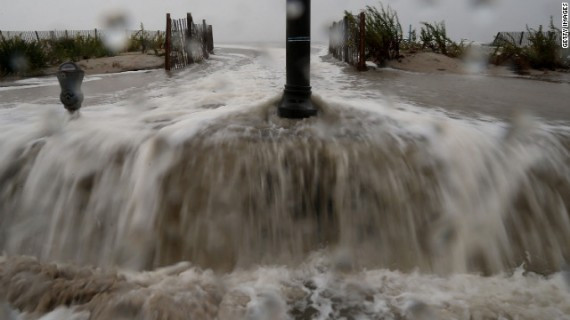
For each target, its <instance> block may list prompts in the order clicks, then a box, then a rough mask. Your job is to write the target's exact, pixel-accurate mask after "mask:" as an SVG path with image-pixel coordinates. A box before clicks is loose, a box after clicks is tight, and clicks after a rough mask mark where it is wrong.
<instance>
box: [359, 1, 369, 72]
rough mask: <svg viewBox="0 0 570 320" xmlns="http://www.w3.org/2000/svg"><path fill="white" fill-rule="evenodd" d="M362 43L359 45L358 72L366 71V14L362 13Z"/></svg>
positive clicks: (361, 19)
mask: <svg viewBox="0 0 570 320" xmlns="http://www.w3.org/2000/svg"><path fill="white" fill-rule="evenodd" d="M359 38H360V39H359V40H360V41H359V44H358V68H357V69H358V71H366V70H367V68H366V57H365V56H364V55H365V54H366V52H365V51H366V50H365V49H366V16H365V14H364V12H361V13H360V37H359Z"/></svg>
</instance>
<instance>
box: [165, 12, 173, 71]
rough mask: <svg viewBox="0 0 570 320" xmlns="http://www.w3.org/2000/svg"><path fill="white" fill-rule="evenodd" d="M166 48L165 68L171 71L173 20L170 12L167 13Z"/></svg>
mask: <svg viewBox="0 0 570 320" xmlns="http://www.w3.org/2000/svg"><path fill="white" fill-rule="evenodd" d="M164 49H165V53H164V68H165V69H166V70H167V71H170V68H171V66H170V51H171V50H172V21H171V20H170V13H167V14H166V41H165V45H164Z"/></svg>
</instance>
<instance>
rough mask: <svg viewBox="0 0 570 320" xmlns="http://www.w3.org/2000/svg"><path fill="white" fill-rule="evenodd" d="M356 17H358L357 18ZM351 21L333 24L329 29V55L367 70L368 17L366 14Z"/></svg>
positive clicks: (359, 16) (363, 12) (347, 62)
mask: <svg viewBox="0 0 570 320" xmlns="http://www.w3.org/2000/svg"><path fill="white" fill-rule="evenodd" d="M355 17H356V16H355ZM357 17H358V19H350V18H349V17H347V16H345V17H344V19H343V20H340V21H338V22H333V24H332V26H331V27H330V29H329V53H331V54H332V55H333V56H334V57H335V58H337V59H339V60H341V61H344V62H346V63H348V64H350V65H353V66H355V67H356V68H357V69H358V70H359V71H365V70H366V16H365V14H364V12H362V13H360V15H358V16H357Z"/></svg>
━━━━━━━━━━
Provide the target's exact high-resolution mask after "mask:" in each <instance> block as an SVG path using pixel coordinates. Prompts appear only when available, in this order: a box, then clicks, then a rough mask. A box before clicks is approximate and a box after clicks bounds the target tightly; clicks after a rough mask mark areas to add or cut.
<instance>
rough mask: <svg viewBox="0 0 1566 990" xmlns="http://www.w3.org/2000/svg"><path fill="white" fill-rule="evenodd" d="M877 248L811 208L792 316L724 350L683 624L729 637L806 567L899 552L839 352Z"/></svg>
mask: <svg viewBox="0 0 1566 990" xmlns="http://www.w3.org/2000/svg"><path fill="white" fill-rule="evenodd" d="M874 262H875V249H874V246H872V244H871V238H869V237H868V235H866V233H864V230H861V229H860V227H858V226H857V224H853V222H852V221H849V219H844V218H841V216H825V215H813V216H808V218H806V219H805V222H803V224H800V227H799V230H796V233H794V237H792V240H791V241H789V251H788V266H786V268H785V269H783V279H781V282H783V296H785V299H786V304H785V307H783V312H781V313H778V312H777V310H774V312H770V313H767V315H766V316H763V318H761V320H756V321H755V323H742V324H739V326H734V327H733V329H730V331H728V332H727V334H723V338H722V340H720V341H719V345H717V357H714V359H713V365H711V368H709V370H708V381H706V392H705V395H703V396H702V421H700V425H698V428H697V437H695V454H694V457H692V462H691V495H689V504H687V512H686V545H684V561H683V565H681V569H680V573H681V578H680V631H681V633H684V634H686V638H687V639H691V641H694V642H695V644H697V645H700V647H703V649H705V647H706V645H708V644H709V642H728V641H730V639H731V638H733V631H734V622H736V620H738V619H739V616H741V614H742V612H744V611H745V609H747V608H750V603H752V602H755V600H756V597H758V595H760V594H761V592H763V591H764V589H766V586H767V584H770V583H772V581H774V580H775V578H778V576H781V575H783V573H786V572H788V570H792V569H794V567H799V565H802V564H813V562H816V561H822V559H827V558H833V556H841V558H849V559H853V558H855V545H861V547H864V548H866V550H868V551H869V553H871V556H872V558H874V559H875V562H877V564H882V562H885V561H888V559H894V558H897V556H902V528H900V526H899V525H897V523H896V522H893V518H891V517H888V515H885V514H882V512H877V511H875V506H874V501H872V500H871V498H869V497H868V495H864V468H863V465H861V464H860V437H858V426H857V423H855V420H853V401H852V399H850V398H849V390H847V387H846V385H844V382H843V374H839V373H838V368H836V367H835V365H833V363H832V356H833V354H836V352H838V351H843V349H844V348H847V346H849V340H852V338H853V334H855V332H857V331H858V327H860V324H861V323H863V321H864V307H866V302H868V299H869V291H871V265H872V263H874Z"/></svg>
━━━━━━━━━━
→ **WHAT THE EXERCISE ASKS**: Change "high-resolution" to "pixel-accurate" in the listing, from the line with "Provide the target's" to the line with "248L811 208L792 316L724", leaving everything else untouched. Give back only those lines.

→ **SOLUTION FOR THIS EXERCISE**:
Provide the target's exact pixel-accurate mask after "mask:" in each <instance> block as an SVG path using pixel coordinates. Prompts appear only when available, in this order: a box, then clicks, then a rough mask. A box before clicks is approximate and a box after clicks bounds the target tightly; clicks after a rough mask mark areas to add or cut.
<instance>
rough mask: <svg viewBox="0 0 1566 990" xmlns="http://www.w3.org/2000/svg"><path fill="white" fill-rule="evenodd" d="M877 248L811 208L792 316L724 350L683 624L729 637L806 567L899 552L839 352Z"/></svg>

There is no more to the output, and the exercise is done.